*INFORMATION SUPPLIED*.

-- Opening Marker --

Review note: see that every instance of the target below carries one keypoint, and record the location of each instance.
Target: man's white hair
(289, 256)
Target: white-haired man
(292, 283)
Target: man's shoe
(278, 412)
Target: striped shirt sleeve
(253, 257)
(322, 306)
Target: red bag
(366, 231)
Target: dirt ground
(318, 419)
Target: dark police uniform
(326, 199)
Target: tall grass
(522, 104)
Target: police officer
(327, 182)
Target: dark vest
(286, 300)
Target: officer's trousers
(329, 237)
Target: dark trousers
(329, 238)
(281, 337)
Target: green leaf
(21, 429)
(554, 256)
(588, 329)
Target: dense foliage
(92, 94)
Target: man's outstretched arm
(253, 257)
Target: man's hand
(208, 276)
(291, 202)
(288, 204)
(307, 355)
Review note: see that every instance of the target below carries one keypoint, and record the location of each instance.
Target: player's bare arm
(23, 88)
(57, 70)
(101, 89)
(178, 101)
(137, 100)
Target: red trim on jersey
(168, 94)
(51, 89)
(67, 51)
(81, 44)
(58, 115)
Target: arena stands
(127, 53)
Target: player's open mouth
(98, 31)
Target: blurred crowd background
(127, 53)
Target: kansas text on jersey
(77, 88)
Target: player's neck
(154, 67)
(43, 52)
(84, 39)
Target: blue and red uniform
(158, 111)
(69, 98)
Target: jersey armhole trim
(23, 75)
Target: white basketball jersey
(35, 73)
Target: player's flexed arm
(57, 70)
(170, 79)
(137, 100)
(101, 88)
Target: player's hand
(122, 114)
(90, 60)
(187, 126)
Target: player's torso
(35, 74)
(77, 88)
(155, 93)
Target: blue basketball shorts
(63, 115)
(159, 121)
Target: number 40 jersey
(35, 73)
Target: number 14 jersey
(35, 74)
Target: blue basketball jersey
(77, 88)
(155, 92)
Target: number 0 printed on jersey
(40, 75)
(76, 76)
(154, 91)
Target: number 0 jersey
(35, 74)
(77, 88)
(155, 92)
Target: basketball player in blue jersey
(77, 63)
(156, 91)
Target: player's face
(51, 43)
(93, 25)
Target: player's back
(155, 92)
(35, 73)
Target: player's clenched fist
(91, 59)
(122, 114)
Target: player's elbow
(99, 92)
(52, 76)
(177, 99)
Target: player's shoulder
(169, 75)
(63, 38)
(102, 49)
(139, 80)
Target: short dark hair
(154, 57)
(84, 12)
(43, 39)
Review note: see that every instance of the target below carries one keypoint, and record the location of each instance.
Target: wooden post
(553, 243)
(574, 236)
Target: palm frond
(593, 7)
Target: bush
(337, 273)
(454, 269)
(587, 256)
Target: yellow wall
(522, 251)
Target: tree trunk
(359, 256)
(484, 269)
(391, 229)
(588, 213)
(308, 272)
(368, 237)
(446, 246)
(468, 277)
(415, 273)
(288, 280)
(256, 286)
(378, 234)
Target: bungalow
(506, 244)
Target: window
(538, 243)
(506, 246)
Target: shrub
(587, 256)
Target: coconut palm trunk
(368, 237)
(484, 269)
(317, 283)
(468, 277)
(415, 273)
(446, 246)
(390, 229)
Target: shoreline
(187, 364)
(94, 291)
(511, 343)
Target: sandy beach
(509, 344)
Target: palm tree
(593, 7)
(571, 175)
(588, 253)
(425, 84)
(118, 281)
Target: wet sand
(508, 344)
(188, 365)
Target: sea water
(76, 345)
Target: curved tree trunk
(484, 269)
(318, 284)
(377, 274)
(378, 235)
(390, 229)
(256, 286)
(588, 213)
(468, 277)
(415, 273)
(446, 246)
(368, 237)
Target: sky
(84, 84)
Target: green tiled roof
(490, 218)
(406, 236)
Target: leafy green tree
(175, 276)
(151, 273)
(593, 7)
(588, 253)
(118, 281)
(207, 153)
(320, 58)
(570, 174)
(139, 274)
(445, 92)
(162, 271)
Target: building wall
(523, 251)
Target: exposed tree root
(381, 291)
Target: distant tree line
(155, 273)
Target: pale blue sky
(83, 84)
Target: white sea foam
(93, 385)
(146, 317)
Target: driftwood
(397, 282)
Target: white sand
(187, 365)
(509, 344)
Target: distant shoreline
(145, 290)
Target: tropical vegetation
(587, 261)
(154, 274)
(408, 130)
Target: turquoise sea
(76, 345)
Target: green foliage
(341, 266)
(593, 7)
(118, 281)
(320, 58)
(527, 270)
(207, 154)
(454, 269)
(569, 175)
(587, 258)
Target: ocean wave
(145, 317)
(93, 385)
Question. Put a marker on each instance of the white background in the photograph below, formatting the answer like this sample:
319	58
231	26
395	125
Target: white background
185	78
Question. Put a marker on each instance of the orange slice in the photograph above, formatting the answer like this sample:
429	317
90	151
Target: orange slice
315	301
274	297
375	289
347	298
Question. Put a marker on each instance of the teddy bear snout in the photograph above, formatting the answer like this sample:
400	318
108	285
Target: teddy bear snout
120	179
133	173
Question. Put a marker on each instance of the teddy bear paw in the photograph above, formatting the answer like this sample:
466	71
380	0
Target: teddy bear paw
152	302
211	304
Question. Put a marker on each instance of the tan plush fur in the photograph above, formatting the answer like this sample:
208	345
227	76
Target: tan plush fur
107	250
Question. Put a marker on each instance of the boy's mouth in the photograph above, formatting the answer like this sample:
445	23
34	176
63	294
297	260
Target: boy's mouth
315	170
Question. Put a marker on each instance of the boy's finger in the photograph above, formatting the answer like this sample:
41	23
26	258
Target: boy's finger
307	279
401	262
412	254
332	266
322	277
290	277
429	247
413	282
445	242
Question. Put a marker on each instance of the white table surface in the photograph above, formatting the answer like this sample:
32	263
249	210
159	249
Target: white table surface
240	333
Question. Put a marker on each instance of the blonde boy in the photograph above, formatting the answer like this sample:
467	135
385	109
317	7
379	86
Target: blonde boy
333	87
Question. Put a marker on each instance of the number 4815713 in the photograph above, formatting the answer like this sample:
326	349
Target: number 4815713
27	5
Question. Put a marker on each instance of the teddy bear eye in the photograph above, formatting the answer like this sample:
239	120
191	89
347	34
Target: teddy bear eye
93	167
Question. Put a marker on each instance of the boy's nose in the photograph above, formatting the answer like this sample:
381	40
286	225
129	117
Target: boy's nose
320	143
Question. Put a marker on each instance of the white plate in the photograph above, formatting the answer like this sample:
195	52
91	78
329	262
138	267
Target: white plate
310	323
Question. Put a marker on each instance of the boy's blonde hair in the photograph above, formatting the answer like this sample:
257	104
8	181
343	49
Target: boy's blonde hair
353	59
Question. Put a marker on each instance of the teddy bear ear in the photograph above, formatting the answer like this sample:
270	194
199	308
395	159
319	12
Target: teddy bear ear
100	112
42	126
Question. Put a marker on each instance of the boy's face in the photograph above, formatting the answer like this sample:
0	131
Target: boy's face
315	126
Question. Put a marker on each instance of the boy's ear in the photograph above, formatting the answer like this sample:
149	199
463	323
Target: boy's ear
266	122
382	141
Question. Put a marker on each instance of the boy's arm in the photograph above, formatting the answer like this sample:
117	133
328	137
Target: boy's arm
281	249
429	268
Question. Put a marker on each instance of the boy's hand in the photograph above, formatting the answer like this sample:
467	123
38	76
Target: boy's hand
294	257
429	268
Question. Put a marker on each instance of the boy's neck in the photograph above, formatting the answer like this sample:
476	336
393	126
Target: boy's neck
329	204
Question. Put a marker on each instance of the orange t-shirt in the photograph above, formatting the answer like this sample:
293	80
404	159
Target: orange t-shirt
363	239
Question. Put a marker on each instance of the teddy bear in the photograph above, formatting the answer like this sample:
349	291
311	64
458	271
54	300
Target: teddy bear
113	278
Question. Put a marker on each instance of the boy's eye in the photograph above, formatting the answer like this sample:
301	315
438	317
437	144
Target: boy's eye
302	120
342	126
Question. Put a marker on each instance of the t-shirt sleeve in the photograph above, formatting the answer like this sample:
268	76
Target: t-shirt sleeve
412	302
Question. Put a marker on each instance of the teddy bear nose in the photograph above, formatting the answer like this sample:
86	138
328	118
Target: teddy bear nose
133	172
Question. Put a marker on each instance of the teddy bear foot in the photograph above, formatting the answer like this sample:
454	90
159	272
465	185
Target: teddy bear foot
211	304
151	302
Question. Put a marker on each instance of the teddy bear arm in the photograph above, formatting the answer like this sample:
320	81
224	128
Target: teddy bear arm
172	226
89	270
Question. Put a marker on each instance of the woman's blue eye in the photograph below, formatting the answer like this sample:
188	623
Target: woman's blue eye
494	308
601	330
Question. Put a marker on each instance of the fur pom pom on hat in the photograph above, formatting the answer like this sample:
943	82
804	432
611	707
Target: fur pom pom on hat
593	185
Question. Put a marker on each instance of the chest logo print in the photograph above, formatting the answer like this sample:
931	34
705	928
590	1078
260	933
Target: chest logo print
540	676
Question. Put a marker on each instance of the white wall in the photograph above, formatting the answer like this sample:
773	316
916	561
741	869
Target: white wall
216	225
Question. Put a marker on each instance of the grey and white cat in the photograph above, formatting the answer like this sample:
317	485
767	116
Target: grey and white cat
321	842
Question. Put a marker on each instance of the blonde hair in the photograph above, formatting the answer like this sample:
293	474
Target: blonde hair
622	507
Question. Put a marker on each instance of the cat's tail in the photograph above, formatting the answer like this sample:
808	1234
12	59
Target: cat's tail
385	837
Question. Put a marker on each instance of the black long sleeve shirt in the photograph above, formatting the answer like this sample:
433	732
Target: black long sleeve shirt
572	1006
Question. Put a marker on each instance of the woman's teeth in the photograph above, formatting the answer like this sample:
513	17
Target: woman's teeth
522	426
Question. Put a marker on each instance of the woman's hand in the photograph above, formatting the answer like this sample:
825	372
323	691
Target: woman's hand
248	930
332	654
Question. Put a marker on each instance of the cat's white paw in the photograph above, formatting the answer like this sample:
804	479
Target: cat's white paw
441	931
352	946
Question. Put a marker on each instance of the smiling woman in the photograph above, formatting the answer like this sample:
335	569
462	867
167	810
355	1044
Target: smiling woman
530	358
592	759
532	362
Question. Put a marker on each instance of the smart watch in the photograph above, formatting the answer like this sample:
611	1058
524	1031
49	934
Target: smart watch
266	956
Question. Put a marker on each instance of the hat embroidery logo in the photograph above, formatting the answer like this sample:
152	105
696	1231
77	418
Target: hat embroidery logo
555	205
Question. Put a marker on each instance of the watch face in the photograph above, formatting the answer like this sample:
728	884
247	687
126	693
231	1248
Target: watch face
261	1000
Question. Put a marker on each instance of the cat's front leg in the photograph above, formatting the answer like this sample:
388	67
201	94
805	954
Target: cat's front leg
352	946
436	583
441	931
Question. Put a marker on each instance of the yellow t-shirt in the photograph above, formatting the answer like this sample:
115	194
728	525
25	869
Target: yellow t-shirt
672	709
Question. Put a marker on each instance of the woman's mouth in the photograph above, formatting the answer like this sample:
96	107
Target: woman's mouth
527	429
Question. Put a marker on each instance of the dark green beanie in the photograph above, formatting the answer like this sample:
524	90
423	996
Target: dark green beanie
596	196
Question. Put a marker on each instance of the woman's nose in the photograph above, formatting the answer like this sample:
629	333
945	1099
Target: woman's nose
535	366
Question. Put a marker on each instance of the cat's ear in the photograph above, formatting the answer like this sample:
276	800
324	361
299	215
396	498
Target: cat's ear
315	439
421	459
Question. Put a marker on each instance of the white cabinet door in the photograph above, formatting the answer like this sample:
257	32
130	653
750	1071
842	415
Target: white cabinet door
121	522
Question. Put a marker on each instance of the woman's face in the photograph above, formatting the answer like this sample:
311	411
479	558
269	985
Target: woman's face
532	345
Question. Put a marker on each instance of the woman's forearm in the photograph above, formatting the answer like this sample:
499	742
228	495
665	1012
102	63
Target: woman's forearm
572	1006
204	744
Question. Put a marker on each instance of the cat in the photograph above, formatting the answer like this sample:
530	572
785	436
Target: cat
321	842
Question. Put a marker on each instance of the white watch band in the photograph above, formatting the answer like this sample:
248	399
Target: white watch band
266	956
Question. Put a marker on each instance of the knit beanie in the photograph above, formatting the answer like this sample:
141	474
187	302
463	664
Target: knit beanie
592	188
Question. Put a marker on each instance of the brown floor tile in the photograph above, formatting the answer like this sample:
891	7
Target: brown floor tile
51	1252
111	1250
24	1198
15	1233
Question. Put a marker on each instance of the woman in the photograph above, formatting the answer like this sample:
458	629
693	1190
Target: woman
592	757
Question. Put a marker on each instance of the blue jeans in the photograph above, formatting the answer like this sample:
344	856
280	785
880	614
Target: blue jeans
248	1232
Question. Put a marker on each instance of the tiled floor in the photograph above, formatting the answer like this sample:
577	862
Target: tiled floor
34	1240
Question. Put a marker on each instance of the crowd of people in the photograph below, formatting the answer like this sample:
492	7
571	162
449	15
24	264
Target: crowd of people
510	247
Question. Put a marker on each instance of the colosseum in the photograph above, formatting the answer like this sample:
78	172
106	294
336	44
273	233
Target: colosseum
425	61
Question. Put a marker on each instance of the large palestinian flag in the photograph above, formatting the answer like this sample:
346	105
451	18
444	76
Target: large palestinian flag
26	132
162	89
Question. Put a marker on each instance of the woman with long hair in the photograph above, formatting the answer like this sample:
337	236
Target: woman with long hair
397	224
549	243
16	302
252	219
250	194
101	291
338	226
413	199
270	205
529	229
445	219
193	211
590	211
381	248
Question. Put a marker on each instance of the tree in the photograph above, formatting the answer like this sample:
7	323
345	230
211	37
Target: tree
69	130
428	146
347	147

-- Closing Marker --

*PROBLEM STATEMENT*.
Retype only the stretch of lines above starting at the one with "Target: distant shoreline" and stopping at the one with "Question. Put a marker on each instance of the tan", exactly as written, with both kept.

*SOLUTION BELOW*.
Target: distant shoreline
(145, 290)
Target: tropical vegetation
(587, 261)
(154, 274)
(408, 130)
Target: turquoise sea
(76, 345)
Target: green foliage
(341, 266)
(593, 7)
(118, 281)
(320, 58)
(527, 270)
(207, 154)
(454, 269)
(569, 175)
(587, 258)
Target: ocean wave
(145, 317)
(93, 385)
Question. Put a marker on each instance of the white background in the photograph below, formatting the answer like this sample:
319	58
231	26
395	125
Target: white background
185	78
Question. Put a marker on each instance of the orange slice in the photograph above, formatting the answer like this sample:
429	317
90	151
Target: orange slice
315	301
274	297
375	289
347	298
Question. Put a marker on each instance of the teddy bear snout in the photograph above, formatting the answer like this sample:
400	318
108	285
Target: teddy bear snout
120	179
133	173
Question. Put a marker on each instance of the teddy bear paw in the photograph above, formatting the answer like this sample:
466	71
380	0
Target: teddy bear paw
152	302
211	304
Question. Put a marker on each instance of the tan plush fur in the photograph above, formatting the answer like this sample:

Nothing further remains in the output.